#### Exercise:
Return the records unchanged, from their first line through the line that contains "pixel 374 72", including both of those lines.

--- START OF The input ---

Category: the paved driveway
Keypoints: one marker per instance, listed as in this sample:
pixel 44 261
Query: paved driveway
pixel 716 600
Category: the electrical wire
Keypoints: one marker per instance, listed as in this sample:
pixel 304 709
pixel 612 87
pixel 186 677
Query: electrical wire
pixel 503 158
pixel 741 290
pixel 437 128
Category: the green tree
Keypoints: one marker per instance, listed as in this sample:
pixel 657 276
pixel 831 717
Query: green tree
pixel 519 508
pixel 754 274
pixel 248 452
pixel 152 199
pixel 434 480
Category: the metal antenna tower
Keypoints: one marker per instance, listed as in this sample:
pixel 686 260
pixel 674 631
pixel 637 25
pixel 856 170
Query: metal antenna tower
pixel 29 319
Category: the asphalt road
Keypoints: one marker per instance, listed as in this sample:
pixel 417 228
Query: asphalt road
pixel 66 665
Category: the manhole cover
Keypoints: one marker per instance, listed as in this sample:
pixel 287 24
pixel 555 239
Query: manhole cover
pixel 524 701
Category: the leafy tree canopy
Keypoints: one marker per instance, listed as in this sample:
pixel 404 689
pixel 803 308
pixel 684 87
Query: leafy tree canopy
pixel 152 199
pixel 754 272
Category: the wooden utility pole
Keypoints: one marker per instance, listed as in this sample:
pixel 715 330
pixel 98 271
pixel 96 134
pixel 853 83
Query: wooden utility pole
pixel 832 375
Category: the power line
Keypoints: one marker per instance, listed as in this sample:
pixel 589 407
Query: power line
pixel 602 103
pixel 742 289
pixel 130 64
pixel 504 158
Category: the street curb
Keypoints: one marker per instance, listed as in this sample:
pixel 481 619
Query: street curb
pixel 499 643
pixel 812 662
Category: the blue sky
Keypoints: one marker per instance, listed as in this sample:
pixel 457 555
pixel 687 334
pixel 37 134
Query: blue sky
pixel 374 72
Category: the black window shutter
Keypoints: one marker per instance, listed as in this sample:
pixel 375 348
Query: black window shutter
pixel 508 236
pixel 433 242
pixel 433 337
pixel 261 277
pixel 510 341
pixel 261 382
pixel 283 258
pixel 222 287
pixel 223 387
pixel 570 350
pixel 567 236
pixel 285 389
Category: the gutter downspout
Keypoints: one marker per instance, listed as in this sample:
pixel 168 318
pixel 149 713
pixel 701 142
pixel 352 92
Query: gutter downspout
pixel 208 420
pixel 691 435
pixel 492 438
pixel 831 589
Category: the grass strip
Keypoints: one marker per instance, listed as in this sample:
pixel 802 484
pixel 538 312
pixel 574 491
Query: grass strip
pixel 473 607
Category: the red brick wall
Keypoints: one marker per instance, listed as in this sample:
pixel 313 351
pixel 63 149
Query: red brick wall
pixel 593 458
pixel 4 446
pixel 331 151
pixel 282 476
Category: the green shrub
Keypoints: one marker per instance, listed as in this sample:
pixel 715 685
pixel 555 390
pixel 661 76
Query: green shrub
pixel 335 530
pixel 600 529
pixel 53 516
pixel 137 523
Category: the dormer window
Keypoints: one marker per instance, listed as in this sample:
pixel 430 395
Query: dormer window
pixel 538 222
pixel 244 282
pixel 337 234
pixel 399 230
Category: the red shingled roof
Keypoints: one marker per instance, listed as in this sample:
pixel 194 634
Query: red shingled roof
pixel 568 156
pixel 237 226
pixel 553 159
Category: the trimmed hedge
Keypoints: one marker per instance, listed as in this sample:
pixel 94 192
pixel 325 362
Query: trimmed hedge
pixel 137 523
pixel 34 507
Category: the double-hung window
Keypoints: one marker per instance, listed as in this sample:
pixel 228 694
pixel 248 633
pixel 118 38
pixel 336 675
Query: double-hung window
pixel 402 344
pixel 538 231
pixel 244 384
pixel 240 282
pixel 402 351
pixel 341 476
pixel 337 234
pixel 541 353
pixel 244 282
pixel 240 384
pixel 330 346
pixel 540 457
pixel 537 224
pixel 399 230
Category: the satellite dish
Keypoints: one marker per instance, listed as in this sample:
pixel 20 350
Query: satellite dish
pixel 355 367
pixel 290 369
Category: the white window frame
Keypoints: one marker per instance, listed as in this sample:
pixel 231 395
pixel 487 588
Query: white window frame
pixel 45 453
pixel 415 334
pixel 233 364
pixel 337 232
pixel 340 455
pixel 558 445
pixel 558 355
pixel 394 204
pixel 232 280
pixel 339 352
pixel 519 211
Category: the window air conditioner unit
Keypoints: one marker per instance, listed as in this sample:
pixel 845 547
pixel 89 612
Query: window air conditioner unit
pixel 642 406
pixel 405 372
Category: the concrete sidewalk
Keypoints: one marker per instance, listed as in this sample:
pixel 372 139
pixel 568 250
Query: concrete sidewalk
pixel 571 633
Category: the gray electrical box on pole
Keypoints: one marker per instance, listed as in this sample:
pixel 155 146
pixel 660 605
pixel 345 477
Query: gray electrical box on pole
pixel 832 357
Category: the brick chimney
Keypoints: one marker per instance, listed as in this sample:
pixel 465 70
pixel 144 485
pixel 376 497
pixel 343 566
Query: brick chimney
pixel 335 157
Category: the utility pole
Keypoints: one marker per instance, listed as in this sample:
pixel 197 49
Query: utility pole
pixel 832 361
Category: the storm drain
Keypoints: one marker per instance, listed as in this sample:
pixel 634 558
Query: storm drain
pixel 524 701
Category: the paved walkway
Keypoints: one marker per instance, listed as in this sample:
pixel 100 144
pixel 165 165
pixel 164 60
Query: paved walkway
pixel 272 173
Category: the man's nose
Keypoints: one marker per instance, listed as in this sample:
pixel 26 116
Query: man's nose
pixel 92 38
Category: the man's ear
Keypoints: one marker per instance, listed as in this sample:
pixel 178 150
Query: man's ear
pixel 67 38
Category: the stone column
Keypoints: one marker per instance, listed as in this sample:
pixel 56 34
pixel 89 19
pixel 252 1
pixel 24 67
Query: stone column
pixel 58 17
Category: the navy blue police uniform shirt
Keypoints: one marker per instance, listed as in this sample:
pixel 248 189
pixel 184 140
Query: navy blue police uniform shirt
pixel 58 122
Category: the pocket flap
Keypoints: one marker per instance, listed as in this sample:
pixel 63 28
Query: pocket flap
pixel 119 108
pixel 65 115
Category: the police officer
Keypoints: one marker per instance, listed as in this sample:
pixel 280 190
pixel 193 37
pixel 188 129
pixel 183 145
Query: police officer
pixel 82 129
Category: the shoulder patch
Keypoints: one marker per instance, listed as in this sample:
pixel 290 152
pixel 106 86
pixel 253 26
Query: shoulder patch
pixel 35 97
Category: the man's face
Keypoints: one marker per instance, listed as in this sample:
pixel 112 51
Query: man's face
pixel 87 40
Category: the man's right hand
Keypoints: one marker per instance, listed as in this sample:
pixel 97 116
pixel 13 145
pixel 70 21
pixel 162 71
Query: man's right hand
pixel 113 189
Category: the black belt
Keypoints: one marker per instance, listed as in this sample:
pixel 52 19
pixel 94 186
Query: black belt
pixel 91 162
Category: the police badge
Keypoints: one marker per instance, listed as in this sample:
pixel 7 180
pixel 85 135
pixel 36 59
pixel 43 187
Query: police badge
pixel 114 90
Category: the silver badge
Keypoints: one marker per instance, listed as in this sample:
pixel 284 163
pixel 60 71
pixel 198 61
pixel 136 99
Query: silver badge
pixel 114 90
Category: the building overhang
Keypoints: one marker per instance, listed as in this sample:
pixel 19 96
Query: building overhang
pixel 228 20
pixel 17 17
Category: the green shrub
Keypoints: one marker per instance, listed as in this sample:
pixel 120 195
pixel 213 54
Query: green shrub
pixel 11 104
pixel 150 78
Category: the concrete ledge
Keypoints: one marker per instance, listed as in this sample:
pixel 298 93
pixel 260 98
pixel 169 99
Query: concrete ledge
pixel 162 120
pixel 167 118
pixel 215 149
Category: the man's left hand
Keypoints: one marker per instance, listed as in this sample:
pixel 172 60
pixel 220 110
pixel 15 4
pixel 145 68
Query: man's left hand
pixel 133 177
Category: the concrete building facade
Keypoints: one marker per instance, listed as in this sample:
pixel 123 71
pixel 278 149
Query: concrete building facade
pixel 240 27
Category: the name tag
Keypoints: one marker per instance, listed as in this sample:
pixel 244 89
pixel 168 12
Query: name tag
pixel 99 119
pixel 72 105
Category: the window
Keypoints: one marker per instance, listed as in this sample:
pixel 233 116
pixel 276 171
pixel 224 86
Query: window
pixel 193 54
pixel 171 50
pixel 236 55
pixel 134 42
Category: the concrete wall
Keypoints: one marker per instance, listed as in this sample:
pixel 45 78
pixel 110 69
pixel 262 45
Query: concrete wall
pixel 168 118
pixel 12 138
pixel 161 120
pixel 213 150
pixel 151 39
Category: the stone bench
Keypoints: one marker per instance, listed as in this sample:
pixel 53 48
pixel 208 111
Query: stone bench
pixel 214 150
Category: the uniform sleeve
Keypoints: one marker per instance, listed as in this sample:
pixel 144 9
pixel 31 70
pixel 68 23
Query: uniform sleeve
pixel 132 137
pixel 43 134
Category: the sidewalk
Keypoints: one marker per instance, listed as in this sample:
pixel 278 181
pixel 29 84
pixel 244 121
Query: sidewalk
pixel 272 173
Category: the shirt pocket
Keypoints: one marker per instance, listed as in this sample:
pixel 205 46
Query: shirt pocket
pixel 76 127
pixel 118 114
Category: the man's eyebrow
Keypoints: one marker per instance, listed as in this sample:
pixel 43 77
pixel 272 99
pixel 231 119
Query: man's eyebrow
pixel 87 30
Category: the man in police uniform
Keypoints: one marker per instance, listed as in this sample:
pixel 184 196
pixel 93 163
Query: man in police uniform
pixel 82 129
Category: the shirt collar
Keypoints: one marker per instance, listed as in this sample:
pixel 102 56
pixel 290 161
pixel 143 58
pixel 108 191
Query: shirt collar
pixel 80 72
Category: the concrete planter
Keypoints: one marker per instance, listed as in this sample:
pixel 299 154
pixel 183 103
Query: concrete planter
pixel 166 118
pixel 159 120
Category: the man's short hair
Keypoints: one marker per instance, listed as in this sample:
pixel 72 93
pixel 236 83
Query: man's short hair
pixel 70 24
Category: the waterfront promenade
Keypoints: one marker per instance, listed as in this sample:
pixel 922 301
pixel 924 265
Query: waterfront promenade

--- END OF The input ---

#### Task result:
Category: the paved driveway
Keypoints: one marker per instance, listed as in this sample:
pixel 44 261
Query: paved driveway
pixel 716 600
Category: the electrical wire
Keypoints: one marker per instance, listed as in this sample:
pixel 304 709
pixel 612 87
pixel 186 677
Query: electrical wire
pixel 503 158
pixel 741 290
pixel 437 128
Category: the green tree
Keypoints: one marker per instance, listed as in this sample:
pixel 657 276
pixel 831 717
Query: green tree
pixel 519 508
pixel 754 274
pixel 248 452
pixel 152 199
pixel 434 480
Category: the metal antenna tower
Keypoints: one marker per instance, listed as in this sample:
pixel 686 260
pixel 674 631
pixel 637 25
pixel 856 170
Query: metal antenna tower
pixel 29 319
Category: the asphalt road
Keypoints: one marker per instance, listed as in this sample:
pixel 417 228
Query: asphalt road
pixel 66 665
Category: the manhole cover
Keypoints: one marker per instance, listed as in this sample:
pixel 287 24
pixel 555 239
Query: manhole cover
pixel 524 701
Category: the leafy tree canopy
Keypoints: one marker per instance, listed as in this sample:
pixel 404 689
pixel 803 308
pixel 684 87
Query: leafy tree canopy
pixel 152 199
pixel 754 272
Category: the wooden utility pole
Keypoints: one marker per instance, listed as in this sample:
pixel 715 330
pixel 98 271
pixel 96 134
pixel 853 83
Query: wooden utility pole
pixel 832 375
Category: the power line
Keypoints: one marker per instance, listed as in this sample:
pixel 589 407
Query: power line
pixel 602 103
pixel 742 289
pixel 130 64
pixel 504 158
Category: the street curb
Keypoints: one marker per instance, listed as in this sample:
pixel 481 619
Query: street curb
pixel 499 643
pixel 812 662
Category: the blue sky
Keypoints: one marker per instance, listed as in this sample:
pixel 457 555
pixel 687 334
pixel 37 134
Query: blue sky
pixel 374 72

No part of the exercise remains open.